◆ Texto de la página:
════════════════

16 de enero de 1992: El día amaneció esplendoroso. Un cielo azul cobalto cubría la ciudad de San Salvador y soplaba una fresca brisa del este, que hacía ondear con energía las banderas desplegadas en la Plaza Barrios, en el Palacio Nacional y en catedral.
Las mantas desplegadas nos inundaban con sus mensajes:
El Frente: Presente.
Vivan los mártires de la revolución.
A 11 años del esfuerzo político militar,
hemos cumplido.
END – FMLN
Gracias ONU por tu contribución a la paz: FEDECOPADES.
El pueblo y COPAZ:
Garantía para la paz.
CPDN: ganamos la paz.
UCA: presente por la paz.
Poco a poco, la plaza se fue llenando de gente y el espacio resultó insuficiente para contener todo el sentimiento y la emoción que nos embargaba.
Cuando se firmaron los Acuerdos, muchos salvadoreños comprendimos la importancia de este primer paso, pero enfrentamos con escepticismo su completo y cabal cumplimiento. Doce años de guerra declarada y cincuenta años de represión nos han moldeado de tal manera que “hasta no ver no creer”, como dice el dicho popular. Pero al llegar a la plaza, y ver en el Palacio Nacional, a la derecha, la bandera azul y blanco de El Salvador y, a la izquierda, la roja y blanca del FMLN; como también en la fachada de la catedral, una manta gigantesca con el retrato de Farabundo Martí, entonces empezamos a creer que ahora, tal vez, es posible que los Acuerdos se cumplan. El pueblo necesita ver “sacramentos”, signos visibles de los cambios, pues estamos cansados de las palabras, emitidas por los grupos de poder y de dinero, vacías de contenido y que nunca antes se habían hecho realidad.
En la tarima, frente al Palacio, actuaban grupos musicales y artísticos. Las canciones se sucedían a las consignas coreadas con entusiasmo por toda la gente.
Ganamos la paz,
defendamos los Acuerdos.

════════════════

◆ Datos registrados:
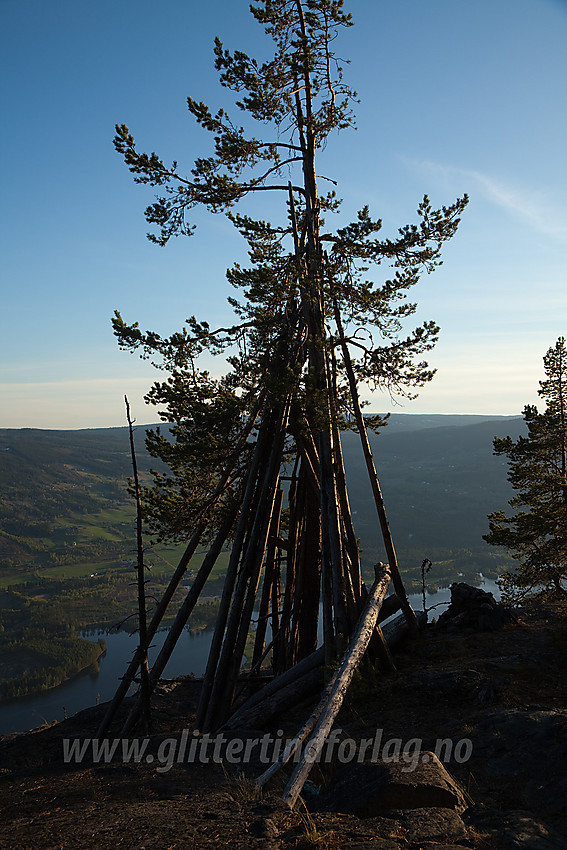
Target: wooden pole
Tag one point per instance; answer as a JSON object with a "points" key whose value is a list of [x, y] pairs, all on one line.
{"points": [[374, 482], [321, 720], [141, 579], [177, 576], [183, 615]]}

════════════════

◆ Objetivo del ejercicio:
Explica, en una a tres oraciones y según el texto de la página, por qué el pueblo necesita ver "sacramentos".

◆ Resultado:
El pueblo necesita ver "sacramentos", es decir, signos visibles de los cambios, porque está cansado de las palabras de los grupos de poder y de dinero. Esas palabras han estado vacías de contenido y nunca antes se habían hecho realidad.